▶ DATA FOR REVIEW:
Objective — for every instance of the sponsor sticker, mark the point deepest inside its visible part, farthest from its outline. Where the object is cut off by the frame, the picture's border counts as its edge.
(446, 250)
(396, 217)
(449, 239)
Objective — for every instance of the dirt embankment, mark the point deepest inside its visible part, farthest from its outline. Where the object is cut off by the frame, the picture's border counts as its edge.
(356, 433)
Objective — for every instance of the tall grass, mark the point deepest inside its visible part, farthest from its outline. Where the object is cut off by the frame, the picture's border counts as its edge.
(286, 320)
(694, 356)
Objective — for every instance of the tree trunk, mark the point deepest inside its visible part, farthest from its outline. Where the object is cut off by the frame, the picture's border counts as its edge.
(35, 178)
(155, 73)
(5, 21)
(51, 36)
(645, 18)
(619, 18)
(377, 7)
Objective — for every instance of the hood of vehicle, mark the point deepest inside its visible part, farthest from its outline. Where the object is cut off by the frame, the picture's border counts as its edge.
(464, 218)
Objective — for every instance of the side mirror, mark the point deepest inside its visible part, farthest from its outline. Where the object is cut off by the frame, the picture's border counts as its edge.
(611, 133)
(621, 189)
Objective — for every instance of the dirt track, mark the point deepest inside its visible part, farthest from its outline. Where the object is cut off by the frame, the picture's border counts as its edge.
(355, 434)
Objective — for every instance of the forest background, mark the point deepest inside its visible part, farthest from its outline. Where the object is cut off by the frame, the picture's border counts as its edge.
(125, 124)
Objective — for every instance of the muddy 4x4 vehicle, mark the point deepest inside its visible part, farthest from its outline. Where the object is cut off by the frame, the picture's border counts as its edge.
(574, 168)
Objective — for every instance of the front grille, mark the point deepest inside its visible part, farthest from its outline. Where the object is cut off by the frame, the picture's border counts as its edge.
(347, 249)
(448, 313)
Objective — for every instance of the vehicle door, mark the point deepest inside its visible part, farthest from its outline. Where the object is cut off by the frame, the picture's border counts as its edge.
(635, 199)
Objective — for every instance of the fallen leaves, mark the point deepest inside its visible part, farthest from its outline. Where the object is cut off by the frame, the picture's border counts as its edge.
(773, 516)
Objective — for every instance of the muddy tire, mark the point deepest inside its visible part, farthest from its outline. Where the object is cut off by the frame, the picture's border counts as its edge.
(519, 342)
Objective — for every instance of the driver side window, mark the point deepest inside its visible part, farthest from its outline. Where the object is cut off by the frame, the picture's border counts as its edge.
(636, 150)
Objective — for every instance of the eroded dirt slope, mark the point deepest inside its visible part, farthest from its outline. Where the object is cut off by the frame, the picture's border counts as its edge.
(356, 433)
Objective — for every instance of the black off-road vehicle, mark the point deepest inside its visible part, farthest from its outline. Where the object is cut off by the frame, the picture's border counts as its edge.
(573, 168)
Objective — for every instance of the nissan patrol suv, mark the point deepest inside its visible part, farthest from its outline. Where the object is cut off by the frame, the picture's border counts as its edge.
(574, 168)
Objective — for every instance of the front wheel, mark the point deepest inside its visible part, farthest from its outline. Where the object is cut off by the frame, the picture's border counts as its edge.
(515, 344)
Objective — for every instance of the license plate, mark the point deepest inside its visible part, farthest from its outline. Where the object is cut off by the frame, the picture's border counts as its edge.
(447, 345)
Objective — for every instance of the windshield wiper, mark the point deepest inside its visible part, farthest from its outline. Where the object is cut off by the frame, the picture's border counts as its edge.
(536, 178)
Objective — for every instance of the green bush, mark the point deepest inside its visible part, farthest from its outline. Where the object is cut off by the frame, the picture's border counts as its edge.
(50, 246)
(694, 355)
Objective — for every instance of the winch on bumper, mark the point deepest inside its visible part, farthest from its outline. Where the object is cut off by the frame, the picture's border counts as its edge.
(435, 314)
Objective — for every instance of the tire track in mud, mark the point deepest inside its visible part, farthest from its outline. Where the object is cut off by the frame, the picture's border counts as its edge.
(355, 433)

▶ AIM OF THE TASK: Copy out the material exactly, omitting nothing.

▶ SOLUTION FOR THIS TASK:
Objective — for every instance of the sponsor sticker, mark the point deepest inside its visible part, farthest from its outline. Where the object is cut off by the frame, the picture's border counts as its edge.
(446, 250)
(396, 217)
(449, 239)
Objective — for every instance of the dirt embankment, mark the point deepest inside its visible part, farthest from its outline. Where the object is cut off by the frame, the picture's border counts as its edge.
(356, 433)
Objective — for every instance of the tall grass, mark the point deepest inside its visible part, farthest from its outline. Where the object is cut off by the frame, the picture's border counts as its edge.
(286, 320)
(694, 356)
Objective — for every instance of the tree trunk, mark the point deepest inside its visible part, farthest from its outline. Where the object is cut off by the frame, the picture's border counts as its edge.
(35, 178)
(155, 73)
(5, 21)
(51, 36)
(645, 18)
(619, 18)
(377, 7)
Objective — for every instance of the hood of vehicle, mark the point deepest inside its visible part, farthest from its outline. Where the object is cut off by the frame, the picture's border counts as its edge.
(464, 218)
Objective — for every instance of the side mirror, mark the point deepest inside its visible part, farthest from its outline. Where the object is cut off by the frame, the picture's border counts as its edge.
(611, 133)
(621, 189)
Objective — for every instance of the dirt track, mark the point deepest inside its visible part, farthest from its outline. Where the object is cut off by the frame, the picture's border counts as its edge.
(355, 434)
Objective — for every instance of the forest background, mark the point deepest inside its visible part, farthest from its outline. Where the object is cut off by the frame, the picture's border counts as its edge.
(125, 124)
Objective — for every instance of the muddy 4x4 vehicle, mark the point deepest inside its visible part, farthest from its outline. Where the object is cut off by the frame, the picture's border counts as its edge.
(574, 168)
Objective — for every instance of the front grille, mark the point deepest inside its visible part, farthest from its outline. Where the object is cut off by the frame, the picture's border counts as its edge.
(347, 249)
(448, 313)
Objective — for every instance of the vehicle door, mark the point deepest inside its visible part, farthest from its outline. Where the object is cut off by the frame, the picture's border counts as its edge.
(635, 199)
Objective — for every instance of the fallen leaves, mark the point deepest inside its visible part, farthest from its outline. Where the object is cut off by the frame, the picture's border counts as its edge.
(773, 516)
Objective — for every instance of the muddy tire, mark the point deepest inside its visible part, farthest from its outline. Where the object is cut off by the frame, the picture's border counts as its edge.
(519, 342)
Objective — for every instance of the driver side window, mark the point deepest inside its visible part, farthest from its outline. Where the object is cut off by the frame, the picture's border counts as its edge.
(636, 150)
Objective — for every instance of the eroded dirt slope, mark the point deepest inside its visible part, farthest from its outline. Where the object is cut off by the frame, the picture's border counts as its edge.
(356, 433)
Objective — for every instance of the black off-road vehicle, mark the point deepest inside its visible part, farthest from its outline. Where the object is cut off by the frame, the picture's border counts as its edge.
(573, 168)
Objective — for every instance of the nissan patrol suv, mark the point deepest inside its visible part, farthest from its outline. Where the object is cut off by the frame, the picture's border counts as its edge.
(574, 168)
Objective — for every instance of the front wheel, mark the point deepest inside its visible part, farthest from its outline. Where the object is cut off by the frame, the picture's border counts as its edge.
(515, 344)
Objective — for every instance of the license plate, mark the point deepest inside its visible part, farthest from its outline. Where the object is cut off by the frame, the picture's border counts as its edge.
(447, 345)
Objective — for every instance of the windshield wiper, mark the point deepest inside its visible part, farthest from its outline. Where the object is cut off by the frame, the picture's border counts as its edge.
(536, 178)
Objective — for every instance of the green bush, mark the point deepest inside its visible part, farthest from its outline. Where the object is cut off by the frame, the picture's border counts as its edge.
(50, 246)
(694, 355)
Objective — for every instance of the winch on bumper, mark the point deepest inside its visible part, farthest from its outline. Where the object is cut off by the frame, the picture's border counts as its edge.
(435, 314)
Objective — for every instance of the tire track in mud, mark the point deepest inside its visible part, farthest from its outline. Where the object is cut off by the frame, the picture's border counts as its edge.
(355, 433)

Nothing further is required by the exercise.